What the task asks:
Transcribe the part of the excerpted text on holding locks that begins with the words containing "r = move_notify(ctx, ebo);//" and ends with "for_each_locked_bo(ebo)", keeping every character unchanged.

Hmm, yes this indeed explains why it's beneficial in some cases to keep 
a number of  locks held across certain operations, but I still fail to 
see why we would like *all* locks held across the entire transaction? In 
the above case I'd envision us ending up with something like:

int validate(ctx, bo)
{

     for_each_suitable_bo_to_evict(ebo) {
         r = lock(ctx, ebo);
         if (r == EDEADLK)
             goto out_unlock;

         r = move_notify(ctx, ebo);// locks and unlocks GPU VM bo.
         if (r == EDEADLK)
             goto out_unlock;
         evict();
     }

     place_bo(bo);
     //Repeat until success.

out_unlock:
     for_each_locked_bo(ebo)
         unlock(ctx, ebo);
}

void command_submission()

Data extract:
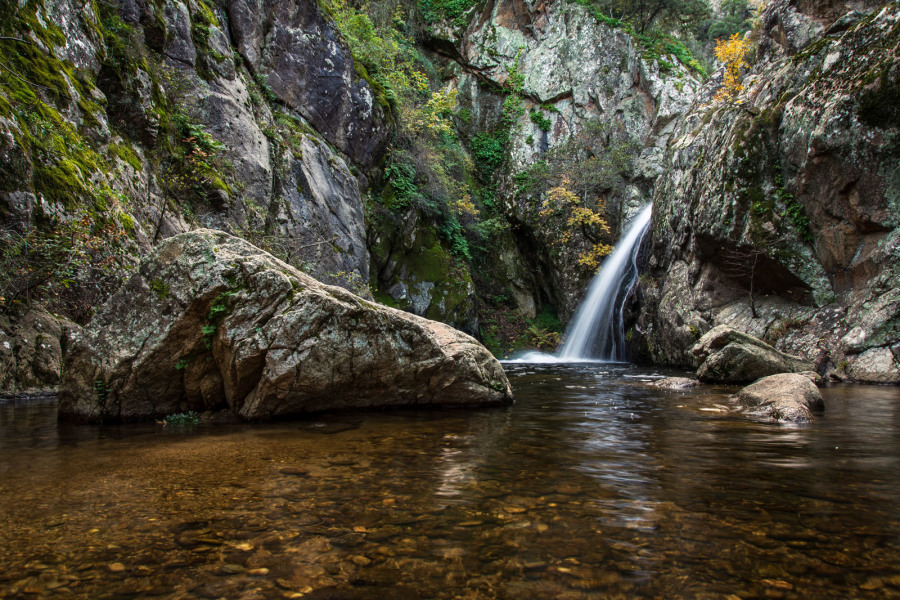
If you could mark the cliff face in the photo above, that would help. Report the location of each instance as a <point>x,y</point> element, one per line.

Solution:
r = move_notify(ctx, ebo);// locks and unlocks GPU VM bo.
         if (r == EDEADLK)
             goto out_unlock;
         evict();
     }

     place_bo(bo);
     //Repeat until success.

out_unlock:
     for_each_locked_bo(ebo)